[Start of Passage given]

Why I’m a writer…

Where do writers come from? I don’t know for certain, and there will always be exceptions to any rule, but generally I think writers come from passionate readers. After all, if you don’t read books, why on earth would you want to write one? Like I said, there are exceptions, some people no doubt write books after being inspired by something incredible in their lives that just filled them with a need to pick up a pen. Generally though, I think you just grow up as a writer, even if you don’t notice at first and go along thinking you want to grow up to be a vet or a racing driver.

I was lucky, I knew what I wanted to be from fairly early on; aged about 7 I had ambitions to be a vet, a pet shop owner, a newsreader and a wolf (yes, you did read that last one right) and I also had a burning desire to write down the stories that kept racing through my head.

My first real writing endeavour was in one of those square exercise books where half of the page is lined and the other left blank for pictures. This tatty, dog-eared little notebook was the home of my first ‘series’ of stories, written when I was about six years old. Each story was a double page spread long on average and contained about 4 sentences (often written out by my Mum or brother first so that I could copy the letters). Every one was illustrated (badly) and there were probably about 15 or so in total. ‘Tim and Tom’ were a cat and a dog and they went on adventures together such as visiting the park or going shopping. The series came to a dramatic end when I got bored of my two beloved characters, probably shortly after my seventh birthday in a fit of ‘I’m too old for this now’ temper, for the final story read, quite simply: ‘Tim and Tom were in danger. Tim died. Tom didn’t. The End.’

It wasn’t much, but it was a start. The first of many ‘books’ I wrote between then and the age of about 14 – all fairly dire but good practice all the same.

It was when I hit fifteen that I lost my ‘finishing powers’ – unless it was work for school or college I tended to get halfway through pieces and then start something new as soon as it popped into my head. This resulted in story upon story that stopped abruptly somewhere in the middle and never ever found conclusions. I had one piece that I started when I was 16 and continued, on and off, until I got to university and realised that, despite being over 11,000 words long,  it was actually fairly terrible and beyond rescue – it wasn’t going anywhere other than on and on… So I put it down and left it alone. The story may have been a failure but I was rather fond of one of the characters and he has since cropped up in other pieces, that actually had direction and purpose. Sometimes his name changes but he is still effectively the same person, a tip I picked up on my course at University  – just because a story has failed, it doesn’t mean there is nothing in it worth keeping.

[End of Passage given]
[Start of Material for this exercise]

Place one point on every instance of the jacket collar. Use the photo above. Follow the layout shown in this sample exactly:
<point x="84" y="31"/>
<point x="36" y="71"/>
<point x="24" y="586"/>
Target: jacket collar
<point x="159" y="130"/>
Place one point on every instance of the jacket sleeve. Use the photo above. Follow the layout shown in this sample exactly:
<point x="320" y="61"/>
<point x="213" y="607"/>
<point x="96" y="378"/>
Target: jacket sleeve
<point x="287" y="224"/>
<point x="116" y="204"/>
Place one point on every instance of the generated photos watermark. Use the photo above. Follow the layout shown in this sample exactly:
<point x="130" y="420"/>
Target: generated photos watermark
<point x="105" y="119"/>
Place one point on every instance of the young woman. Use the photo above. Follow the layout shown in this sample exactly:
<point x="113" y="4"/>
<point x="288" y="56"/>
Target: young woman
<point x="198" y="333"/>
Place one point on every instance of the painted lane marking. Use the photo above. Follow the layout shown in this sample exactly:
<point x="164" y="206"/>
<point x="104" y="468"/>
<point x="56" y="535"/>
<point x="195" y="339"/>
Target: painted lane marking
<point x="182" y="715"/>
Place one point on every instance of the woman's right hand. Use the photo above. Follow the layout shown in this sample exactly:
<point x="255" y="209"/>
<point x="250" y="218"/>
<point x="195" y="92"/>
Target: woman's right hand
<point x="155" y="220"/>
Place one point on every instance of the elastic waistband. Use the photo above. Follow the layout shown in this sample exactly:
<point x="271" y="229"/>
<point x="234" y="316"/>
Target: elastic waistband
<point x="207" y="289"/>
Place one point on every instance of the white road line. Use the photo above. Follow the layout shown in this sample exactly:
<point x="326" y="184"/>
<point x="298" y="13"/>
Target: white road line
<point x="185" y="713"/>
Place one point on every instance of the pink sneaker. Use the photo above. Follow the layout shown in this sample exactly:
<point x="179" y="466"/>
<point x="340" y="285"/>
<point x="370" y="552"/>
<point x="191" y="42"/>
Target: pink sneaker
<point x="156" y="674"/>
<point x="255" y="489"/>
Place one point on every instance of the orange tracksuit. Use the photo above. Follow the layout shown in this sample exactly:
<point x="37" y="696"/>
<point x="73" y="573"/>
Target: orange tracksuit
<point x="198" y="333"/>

[End of Material for this exercise]

▸ **Requests**
a - In the essay on why the narrator is a writer, what kind of animals were Tim and Tom?
b - Set down, word for word and unchanged, the lines of the records running from the line holding "Place one point on every instance of the young" through the end of the records, both ends included.

▸ **Expected answers**
a - Tim and Tom were a cat and a dog.

b -
Place one point on every instance of the young woman. Use the photo above. Follow the layout shown in this sample exactly:
<point x="113" y="4"/>
<point x="288" y="56"/>
Target: young woman
<point x="198" y="333"/>
Place one point on every instance of the painted lane marking. Use the photo above. Follow the layout shown in this sample exactly:
<point x="164" y="206"/>
<point x="104" y="468"/>
<point x="56" y="535"/>
<point x="195" y="339"/>
Target: painted lane marking
<point x="182" y="715"/>
Place one point on every instance of the woman's right hand. Use the photo above. Follow the layout shown in this sample exactly:
<point x="255" y="209"/>
<point x="250" y="218"/>
<point x="195" y="92"/>
Target: woman's right hand
<point x="155" y="220"/>
Place one point on every instance of the elastic waistband. Use the photo above. Follow the layout shown in this sample exactly:
<point x="271" y="229"/>
<point x="234" y="316"/>
Target: elastic waistband
<point x="207" y="289"/>
Place one point on every instance of the white road line. Use the photo above. Follow the layout shown in this sample exactly:
<point x="326" y="184"/>
<point x="298" y="13"/>
Target: white road line
<point x="185" y="713"/>
Place one point on every instance of the pink sneaker. Use the photo above. Follow the layout shown in this sample exactly:
<point x="179" y="466"/>
<point x="340" y="285"/>
<point x="370" y="552"/>
<point x="191" y="42"/>
Target: pink sneaker
<point x="156" y="674"/>
<point x="255" y="489"/>
Place one point on every instance of the orange tracksuit. Use the photo above. Follow the layout shown in this sample exactly:
<point x="37" y="696"/>
<point x="73" y="573"/>
Target: orange tracksuit
<point x="198" y="333"/>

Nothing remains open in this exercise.